[Opening Material provided section]

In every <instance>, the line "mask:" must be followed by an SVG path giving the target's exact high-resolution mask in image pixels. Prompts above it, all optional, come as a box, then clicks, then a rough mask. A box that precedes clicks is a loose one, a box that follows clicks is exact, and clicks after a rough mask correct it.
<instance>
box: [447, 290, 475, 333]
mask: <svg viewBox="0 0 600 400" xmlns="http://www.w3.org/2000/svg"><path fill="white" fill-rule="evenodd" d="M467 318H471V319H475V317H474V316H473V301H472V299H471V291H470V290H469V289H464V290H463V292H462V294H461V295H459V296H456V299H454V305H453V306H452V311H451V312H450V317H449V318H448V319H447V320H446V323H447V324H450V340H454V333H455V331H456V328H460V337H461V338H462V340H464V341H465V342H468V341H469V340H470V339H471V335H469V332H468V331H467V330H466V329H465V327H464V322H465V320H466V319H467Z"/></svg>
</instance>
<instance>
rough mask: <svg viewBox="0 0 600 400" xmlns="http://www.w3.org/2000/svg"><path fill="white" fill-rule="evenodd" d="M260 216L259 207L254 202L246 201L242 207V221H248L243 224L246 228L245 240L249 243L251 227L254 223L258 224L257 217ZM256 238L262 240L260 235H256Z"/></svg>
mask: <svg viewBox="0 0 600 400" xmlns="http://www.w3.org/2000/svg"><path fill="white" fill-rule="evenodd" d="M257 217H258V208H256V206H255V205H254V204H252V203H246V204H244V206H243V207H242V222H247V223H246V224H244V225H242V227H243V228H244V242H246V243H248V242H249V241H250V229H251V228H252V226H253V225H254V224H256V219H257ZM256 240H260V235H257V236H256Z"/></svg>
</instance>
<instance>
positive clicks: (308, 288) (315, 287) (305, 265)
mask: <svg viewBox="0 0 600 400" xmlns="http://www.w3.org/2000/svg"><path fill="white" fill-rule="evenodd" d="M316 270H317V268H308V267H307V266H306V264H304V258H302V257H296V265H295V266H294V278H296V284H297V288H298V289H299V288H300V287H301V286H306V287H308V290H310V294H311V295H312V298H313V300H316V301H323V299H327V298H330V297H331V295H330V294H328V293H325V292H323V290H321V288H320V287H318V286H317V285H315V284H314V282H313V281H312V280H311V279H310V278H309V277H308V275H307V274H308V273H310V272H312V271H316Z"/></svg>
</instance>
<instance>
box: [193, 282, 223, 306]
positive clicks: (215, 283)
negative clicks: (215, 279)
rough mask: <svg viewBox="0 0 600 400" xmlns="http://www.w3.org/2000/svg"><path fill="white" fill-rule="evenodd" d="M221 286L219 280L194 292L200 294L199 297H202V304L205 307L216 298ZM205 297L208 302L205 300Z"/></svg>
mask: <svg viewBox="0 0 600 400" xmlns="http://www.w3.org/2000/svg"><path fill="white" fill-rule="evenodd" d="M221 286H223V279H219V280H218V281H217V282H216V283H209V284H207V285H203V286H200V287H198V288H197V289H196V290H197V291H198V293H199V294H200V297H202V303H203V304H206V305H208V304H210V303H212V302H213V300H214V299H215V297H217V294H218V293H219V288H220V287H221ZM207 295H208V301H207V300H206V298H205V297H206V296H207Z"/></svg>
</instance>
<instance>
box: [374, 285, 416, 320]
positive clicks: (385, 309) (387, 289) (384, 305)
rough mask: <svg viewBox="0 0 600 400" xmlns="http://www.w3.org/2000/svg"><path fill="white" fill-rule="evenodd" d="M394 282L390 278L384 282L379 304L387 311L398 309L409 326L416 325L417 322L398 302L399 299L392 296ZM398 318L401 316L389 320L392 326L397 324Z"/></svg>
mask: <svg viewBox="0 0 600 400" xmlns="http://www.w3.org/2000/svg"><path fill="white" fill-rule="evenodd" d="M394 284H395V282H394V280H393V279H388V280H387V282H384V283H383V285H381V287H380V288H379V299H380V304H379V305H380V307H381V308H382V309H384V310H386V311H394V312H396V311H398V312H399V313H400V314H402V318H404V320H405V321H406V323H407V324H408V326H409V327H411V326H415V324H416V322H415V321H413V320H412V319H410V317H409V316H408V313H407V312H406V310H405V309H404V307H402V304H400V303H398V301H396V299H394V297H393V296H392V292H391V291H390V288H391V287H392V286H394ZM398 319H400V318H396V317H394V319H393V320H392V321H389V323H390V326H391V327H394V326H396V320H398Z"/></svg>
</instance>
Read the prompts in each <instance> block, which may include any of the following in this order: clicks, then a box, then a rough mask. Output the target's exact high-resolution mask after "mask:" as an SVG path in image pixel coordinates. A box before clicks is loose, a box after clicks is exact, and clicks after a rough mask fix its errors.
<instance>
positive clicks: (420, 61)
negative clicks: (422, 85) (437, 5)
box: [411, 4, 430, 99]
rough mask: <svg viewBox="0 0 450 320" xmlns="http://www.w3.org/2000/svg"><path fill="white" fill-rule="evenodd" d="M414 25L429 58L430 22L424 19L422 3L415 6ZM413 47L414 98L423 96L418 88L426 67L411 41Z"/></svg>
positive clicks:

[Closing Material provided section]
[Opening Material provided section]

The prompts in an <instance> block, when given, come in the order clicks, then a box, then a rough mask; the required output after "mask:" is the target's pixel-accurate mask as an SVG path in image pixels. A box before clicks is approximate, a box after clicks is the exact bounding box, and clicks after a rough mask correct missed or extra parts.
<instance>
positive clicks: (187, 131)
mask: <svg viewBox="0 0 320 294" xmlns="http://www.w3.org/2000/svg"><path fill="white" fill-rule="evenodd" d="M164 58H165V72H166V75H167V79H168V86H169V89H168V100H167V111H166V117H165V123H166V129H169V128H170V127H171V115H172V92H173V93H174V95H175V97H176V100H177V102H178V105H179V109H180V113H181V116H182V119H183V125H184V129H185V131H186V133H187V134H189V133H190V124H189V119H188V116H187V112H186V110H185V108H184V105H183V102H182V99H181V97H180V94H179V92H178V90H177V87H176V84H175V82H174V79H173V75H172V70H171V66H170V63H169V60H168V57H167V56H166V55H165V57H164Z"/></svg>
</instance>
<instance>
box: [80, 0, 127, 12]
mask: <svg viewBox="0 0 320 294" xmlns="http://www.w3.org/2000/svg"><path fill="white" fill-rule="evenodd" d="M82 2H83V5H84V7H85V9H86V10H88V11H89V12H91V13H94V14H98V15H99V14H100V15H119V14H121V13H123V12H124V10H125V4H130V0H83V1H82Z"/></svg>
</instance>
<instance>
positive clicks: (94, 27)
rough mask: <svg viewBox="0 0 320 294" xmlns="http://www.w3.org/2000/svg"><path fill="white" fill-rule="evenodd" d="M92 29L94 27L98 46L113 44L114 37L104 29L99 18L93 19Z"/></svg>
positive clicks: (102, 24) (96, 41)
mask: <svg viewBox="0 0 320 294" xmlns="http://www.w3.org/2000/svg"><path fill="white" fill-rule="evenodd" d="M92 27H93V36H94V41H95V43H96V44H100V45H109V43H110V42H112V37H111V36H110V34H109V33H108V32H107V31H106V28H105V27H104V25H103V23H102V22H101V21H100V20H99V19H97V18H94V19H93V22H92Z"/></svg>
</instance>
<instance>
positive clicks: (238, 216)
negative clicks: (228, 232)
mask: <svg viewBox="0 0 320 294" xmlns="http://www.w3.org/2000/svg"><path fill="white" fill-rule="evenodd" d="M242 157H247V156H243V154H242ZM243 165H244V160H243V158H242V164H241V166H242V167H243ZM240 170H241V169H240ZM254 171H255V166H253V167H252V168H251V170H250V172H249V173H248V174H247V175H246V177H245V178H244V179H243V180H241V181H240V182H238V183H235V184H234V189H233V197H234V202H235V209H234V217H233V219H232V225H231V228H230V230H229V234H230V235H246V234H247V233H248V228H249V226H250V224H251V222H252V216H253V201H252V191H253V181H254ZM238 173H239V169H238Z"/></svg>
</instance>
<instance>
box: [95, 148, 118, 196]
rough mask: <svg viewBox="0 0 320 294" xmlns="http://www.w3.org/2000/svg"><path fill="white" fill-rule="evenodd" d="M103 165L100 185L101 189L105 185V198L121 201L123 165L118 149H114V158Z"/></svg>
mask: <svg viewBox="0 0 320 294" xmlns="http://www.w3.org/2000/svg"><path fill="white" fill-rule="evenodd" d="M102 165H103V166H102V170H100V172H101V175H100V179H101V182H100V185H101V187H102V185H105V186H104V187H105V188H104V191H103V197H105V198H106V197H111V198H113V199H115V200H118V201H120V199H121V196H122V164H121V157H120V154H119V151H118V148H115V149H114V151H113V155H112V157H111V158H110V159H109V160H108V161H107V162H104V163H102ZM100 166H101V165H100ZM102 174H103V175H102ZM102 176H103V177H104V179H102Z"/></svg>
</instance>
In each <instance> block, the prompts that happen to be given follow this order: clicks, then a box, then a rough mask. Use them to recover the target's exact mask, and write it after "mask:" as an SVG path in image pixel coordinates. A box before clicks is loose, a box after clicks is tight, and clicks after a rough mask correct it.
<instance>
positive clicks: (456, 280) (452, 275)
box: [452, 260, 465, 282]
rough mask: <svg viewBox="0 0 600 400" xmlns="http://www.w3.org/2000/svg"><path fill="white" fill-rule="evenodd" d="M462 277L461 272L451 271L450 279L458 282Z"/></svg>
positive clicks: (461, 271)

[Closing Material provided section]

• _Problem to work on_:
Sift the data above for lines with "pixels", then copy each one.

• _Result below_:
In every <instance>, the line "mask:" must be followed by an SVG path giving the target's exact high-resolution mask in image pixels. Prompts above it, all optional, come as a box, then clicks, then a rough mask. A box that precedes clicks is a loose one, a box that follows clicks is exact, and clicks after a rough mask correct it.
The prompts in an <instance> block, when given, come in the order clicks, then a box, then a rough mask; the required output after "mask:" is the target's pixel-accurate mask as an SVG path in image pixels. A box before clicks is approximate, a box after clicks is the exact bounding box, and clicks after a rough mask correct missed or extra parts.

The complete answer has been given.